* _TEXT BLOCK_:
+ + + + +

Organizers are discussing how to halt foreclosures, develop banking alternatives and figure out what the movement means in the world of politics. Additional occupations are in the works, including ones aimed specifically at reclaiming foreclosed homes.

Whether they adopt that agenda is uncertain because the organic, extemporaneous movement lacks a defined hierarchy of decision-makers. But interviews revealed activists' perspectives and ambitions, as well as clues about the protest's future.

Nicole Carty, 23, first watched a live stream of Zuccotti from the comfort of her apartment. Soon she was a participant, then a leader, facilitating some of the movement's most contentious discussions.

The Brown University graduate, whose political activism was sparked by a class on globalization and social conflict, ran a general assembly meeting attended by hundreds the night before Mayor Michael Bloomberg threatened to evict the protesters, and another in Washington Square Park that attracted some 3,000 protesters. The daily meetings are the hallmark of the movement's horizontal structure, where issues are debated and decisions made. She facilitated the first meeting of a controversial spokes-council, designed to streamline that consensus-building apparatus.

“Usually when we think of leadership, we think of authority, but nobody has authority here,” Ms. Carty said. “People lead by example, stepping up when they need to and stepping back when they need to.”

Ms. Carty calls Occupy not leaderless but “leaderful,” and says observers confuse its nonhierarchical structure with a leadership vacuum. The general assemblies are open to the public, as are its 84 working groups. Anybody willing to step up and work, as Mr. Camacho and Ms. Carty were, is welcome to.

It's an “open-source” movement, according to Beka Economopoulos, a self-proclaimed “professional organizer” who was initially skeptical of Occupy Wall Street but who now devotes 20 hours a day to media outreach and capacity building, despite being six months pregnant. “It isn't just social media, and it isn't just a few people,” the 37-year-old said. “It's about not thinking someone else is taking care of that.”

+ + + + +

* _TASK INSTRUCTIONS_:
a – Pick out every line in the entries below that contains the string "truck" and copy each one. Matching is case-sensitive.
b – Extend the passage above about the Occupy Wall Street organizers, picking up right after its final sentence.

* _INPUT FOR THIS TASK_:
+ + + + +

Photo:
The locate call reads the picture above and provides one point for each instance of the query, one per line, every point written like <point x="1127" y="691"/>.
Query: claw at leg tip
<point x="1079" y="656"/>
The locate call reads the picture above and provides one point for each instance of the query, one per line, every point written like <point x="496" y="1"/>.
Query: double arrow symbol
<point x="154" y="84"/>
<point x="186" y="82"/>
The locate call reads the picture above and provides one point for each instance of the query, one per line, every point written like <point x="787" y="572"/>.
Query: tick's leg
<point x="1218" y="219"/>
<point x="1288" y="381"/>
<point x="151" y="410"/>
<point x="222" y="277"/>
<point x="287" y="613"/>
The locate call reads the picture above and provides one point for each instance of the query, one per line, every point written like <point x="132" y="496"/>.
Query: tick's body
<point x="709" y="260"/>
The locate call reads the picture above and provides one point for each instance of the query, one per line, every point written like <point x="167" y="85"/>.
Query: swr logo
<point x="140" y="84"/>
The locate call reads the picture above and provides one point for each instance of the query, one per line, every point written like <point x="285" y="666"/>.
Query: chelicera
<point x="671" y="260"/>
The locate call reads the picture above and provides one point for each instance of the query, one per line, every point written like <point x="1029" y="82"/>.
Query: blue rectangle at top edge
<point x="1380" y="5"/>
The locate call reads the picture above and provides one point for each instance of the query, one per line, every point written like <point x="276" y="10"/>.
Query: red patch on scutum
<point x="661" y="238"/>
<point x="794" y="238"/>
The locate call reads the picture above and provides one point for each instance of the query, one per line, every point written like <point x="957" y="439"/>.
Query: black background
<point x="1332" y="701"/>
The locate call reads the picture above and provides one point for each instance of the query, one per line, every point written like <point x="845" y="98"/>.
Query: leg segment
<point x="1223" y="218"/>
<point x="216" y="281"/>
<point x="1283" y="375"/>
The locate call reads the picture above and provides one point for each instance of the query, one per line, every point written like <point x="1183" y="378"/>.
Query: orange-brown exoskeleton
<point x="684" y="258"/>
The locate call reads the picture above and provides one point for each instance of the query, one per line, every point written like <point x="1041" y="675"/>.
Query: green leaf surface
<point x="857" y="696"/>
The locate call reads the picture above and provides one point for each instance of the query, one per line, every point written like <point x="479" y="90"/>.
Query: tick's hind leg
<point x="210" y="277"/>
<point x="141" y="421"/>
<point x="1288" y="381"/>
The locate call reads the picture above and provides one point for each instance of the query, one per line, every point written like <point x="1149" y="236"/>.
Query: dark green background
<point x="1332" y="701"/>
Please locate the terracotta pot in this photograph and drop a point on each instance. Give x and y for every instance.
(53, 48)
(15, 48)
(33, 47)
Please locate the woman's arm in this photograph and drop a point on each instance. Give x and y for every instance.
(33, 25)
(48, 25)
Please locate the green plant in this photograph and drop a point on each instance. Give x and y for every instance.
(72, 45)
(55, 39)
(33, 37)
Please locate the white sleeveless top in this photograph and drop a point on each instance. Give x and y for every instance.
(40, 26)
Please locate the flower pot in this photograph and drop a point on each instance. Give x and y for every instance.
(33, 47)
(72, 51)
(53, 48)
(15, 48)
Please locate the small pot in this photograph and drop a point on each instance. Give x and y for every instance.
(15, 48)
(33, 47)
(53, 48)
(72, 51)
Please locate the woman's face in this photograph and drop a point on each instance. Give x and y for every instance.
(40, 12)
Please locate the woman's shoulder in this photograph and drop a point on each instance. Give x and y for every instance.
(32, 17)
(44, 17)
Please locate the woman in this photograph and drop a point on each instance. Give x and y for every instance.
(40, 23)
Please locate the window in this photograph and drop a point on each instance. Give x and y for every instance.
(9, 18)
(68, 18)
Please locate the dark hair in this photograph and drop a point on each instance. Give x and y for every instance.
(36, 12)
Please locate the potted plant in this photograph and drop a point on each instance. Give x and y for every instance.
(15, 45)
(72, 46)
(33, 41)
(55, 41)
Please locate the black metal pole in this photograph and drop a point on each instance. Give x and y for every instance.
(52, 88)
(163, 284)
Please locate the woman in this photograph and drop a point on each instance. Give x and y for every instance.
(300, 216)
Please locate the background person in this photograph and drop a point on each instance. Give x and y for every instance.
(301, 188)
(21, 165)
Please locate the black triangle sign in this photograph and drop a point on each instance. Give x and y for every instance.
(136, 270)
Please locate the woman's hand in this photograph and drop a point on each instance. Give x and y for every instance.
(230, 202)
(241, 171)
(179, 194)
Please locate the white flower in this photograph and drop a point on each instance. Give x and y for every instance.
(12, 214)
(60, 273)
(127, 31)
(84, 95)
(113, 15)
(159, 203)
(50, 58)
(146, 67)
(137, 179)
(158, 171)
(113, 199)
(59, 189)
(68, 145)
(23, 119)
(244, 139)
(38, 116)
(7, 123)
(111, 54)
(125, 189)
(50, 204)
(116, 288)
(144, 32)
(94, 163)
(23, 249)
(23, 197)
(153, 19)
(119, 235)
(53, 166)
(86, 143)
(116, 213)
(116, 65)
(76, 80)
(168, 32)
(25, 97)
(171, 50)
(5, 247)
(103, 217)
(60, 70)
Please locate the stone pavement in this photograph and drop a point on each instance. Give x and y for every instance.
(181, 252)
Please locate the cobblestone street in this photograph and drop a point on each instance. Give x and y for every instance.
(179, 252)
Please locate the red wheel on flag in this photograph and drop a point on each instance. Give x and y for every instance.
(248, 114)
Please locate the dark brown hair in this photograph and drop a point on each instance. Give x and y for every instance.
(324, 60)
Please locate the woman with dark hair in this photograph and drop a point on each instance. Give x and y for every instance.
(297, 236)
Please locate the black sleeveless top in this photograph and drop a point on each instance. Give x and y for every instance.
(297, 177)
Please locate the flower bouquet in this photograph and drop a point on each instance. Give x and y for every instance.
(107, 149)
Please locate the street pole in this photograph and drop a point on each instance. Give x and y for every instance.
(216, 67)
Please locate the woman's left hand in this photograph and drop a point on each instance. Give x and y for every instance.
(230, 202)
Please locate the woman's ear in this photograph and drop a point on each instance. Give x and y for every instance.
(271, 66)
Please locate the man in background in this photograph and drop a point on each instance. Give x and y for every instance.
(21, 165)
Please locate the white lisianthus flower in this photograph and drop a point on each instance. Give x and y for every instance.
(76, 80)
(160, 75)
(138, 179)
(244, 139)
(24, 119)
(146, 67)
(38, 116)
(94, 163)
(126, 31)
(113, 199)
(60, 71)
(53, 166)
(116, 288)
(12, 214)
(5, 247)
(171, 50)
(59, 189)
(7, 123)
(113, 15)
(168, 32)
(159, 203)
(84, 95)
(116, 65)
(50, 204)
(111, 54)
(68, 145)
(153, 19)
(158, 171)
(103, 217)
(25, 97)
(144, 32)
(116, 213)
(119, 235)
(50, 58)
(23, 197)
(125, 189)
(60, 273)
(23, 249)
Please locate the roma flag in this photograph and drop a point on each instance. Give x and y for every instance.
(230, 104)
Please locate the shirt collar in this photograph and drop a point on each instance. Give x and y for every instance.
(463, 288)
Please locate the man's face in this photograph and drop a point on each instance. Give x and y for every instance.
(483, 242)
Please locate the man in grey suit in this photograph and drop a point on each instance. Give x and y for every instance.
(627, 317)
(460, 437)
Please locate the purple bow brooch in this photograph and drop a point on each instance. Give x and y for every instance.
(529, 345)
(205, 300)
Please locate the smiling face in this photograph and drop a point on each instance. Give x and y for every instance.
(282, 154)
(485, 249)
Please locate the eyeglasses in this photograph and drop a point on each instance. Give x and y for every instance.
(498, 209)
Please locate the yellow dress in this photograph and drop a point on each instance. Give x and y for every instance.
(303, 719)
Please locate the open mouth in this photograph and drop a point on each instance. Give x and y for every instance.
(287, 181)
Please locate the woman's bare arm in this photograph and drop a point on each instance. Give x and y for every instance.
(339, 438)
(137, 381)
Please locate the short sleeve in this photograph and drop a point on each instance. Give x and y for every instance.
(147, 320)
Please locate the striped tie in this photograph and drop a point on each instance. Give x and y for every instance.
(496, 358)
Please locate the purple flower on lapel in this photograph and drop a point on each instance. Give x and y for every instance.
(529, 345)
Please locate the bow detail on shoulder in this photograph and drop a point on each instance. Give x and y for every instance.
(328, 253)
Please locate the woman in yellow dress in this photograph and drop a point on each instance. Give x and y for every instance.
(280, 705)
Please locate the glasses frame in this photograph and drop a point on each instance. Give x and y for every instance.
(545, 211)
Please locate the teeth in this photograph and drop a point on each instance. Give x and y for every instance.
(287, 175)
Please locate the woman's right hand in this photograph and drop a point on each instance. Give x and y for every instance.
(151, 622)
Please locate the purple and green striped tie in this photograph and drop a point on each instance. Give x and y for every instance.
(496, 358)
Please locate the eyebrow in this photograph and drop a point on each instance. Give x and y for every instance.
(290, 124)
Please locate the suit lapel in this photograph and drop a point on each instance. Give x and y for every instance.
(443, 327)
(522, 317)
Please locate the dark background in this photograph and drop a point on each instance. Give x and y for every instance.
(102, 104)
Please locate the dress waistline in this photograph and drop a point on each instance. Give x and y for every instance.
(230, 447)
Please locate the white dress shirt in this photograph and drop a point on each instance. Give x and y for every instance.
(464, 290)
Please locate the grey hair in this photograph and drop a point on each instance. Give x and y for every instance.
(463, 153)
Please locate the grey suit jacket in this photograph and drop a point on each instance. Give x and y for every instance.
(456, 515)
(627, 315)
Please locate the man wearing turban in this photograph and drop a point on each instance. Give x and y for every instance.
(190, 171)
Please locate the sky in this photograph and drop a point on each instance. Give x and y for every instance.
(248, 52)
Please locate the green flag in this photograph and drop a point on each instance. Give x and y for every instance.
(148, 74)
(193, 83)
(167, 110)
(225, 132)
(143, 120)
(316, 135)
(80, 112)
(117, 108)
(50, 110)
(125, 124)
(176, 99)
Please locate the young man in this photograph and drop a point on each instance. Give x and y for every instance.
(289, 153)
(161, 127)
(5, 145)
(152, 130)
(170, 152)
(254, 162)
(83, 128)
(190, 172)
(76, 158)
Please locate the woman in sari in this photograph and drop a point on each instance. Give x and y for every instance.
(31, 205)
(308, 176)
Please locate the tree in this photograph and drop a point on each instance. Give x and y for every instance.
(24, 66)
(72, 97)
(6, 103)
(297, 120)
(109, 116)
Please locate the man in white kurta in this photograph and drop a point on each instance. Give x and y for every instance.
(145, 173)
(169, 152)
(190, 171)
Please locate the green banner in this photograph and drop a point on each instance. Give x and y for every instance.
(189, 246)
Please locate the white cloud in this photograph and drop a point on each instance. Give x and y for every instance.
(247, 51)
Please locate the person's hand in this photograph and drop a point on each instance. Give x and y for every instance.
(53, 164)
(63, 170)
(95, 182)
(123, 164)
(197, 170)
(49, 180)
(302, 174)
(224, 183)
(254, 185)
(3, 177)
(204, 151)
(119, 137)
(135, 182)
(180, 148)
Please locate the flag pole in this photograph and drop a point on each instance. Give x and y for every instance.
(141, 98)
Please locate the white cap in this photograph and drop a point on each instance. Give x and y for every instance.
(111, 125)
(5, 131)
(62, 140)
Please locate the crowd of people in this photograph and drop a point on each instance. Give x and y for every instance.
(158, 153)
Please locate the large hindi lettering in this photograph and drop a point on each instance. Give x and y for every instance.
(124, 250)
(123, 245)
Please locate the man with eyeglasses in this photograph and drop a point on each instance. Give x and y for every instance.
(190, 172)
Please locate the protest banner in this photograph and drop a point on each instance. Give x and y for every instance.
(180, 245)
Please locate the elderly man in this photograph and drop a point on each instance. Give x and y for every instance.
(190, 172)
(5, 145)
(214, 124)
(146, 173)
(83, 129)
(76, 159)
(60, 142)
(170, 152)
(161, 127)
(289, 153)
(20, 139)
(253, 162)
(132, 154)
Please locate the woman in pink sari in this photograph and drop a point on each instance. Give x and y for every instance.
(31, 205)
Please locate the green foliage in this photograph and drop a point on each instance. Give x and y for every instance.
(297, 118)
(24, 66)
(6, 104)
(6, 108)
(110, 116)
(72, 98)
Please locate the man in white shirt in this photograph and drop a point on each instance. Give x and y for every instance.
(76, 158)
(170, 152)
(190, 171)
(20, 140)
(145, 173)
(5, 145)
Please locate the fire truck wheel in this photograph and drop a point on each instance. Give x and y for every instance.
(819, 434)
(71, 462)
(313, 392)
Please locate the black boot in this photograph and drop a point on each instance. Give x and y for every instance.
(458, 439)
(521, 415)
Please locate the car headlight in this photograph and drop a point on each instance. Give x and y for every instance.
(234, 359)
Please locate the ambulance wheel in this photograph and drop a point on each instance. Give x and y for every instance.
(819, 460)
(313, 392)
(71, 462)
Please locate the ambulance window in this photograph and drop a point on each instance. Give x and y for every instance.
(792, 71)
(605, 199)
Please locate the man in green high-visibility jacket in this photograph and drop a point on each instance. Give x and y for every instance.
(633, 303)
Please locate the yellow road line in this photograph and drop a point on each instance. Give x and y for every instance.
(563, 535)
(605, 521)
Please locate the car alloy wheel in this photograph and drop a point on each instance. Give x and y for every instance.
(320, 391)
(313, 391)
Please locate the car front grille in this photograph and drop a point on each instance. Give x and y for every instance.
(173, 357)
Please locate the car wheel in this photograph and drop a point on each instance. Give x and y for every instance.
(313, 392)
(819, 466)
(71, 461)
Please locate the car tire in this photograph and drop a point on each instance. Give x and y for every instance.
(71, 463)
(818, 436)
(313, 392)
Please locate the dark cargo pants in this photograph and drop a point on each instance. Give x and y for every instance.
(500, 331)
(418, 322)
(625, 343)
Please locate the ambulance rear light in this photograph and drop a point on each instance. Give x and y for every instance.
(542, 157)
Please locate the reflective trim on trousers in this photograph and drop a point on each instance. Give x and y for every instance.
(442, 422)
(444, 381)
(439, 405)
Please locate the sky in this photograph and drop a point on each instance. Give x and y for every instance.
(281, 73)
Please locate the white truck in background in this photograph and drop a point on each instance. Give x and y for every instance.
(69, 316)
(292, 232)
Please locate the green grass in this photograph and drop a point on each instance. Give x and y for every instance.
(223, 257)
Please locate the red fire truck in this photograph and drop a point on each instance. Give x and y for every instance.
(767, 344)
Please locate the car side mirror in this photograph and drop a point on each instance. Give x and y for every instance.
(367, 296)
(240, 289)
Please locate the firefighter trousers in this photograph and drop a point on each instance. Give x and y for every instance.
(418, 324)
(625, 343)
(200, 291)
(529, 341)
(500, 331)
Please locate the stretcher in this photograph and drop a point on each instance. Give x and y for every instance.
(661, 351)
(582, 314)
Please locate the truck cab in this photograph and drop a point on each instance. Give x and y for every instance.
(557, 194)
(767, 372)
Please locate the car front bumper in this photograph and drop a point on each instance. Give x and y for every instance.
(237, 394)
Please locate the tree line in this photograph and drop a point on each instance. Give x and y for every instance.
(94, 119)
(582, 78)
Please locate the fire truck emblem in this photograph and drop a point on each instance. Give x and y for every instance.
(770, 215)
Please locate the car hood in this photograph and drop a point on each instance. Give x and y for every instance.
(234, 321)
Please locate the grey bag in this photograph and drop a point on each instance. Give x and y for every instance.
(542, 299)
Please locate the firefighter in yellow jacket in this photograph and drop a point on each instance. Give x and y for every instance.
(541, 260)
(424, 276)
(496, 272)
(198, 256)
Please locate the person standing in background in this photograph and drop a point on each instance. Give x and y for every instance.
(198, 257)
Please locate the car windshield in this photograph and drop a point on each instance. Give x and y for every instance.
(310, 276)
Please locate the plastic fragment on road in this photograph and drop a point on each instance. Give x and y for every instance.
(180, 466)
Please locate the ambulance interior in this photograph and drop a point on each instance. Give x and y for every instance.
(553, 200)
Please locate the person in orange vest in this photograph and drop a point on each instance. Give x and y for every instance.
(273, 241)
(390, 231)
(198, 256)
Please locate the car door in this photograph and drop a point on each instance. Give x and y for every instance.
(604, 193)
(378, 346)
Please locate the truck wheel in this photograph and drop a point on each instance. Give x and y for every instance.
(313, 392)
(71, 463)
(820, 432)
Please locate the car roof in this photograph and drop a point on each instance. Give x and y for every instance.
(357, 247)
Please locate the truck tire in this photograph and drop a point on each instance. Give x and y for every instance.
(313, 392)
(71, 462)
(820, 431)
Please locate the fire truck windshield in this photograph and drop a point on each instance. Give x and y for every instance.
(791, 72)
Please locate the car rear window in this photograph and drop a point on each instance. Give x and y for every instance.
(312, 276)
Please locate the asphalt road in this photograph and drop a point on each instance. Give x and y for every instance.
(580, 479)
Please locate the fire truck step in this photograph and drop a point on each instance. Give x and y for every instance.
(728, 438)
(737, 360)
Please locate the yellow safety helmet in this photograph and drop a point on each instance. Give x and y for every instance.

+ + + + +

* _TASK-BY-TASK ANSWERS_:
a –
Please locate the fire truck wheel in this photograph and drop a point on each instance. Give x and y for every instance.
Please locate the white truck in background in this photograph and drop a point on each instance. Give x and y for every instance.
Please locate the red fire truck in this photograph and drop a point on each instance. Give x and y for every instance.
Please locate the truck cab in this photograph and drop a point on each instance. Give x and y for every instance.
Please locate the fire truck emblem in this photograph and drop a point on each instance. Give x and y for every instance.
Please locate the truck wheel in this photograph and drop a point on each instance. Give x and y for every instance.
Please locate the truck tire in this photograph and drop a point on each instance. Give x and y for every instance.
Please locate the fire truck windshield in this photograph and drop a point on each instance. Give x and y for every instance.
Please locate the fire truck step in this photograph and drop a point on each instance. Give x and y for every instance.

b –
Beyond Zuccotti

Many of the emerging leaders are beginning to plot a new course for a movement that “has shifted the national narrative in ways that are hard to believe,” according to participant Jonathan Smucker.

The media is focused on the park—crime, incessant drumming, occupiers urinating on sidewalks—but organizers are quietly building the movement beyond it.

While tourists gawk and cameras roll, most of the organizing is taking place elsewhere: at a public atrium at 60 Wall St., in a conference room at the Professional Staff Congress' lower Broadway headquarters, in various coffee shops that surround the park and, increasingly, in neighborhoods from the Bronx to Brooklyn.

“The occupation is incredibly important as a symbol, as an organizing platform and as a model,” said another active participant, Max Berger. “But ultimately the impact the movement will have is a result of organizing that takes place outside the park.”

Mr. Berger, a 26-year-old organizer with Van Jones' American Dream Movement, joined Occupy after realizing that the institutional efforts he was part of were not prepared to generate the level of opposition he felt was needed.

Some participants have even had preliminary discussions about giving up the park, on their own terms, to focus their energies elsewhere.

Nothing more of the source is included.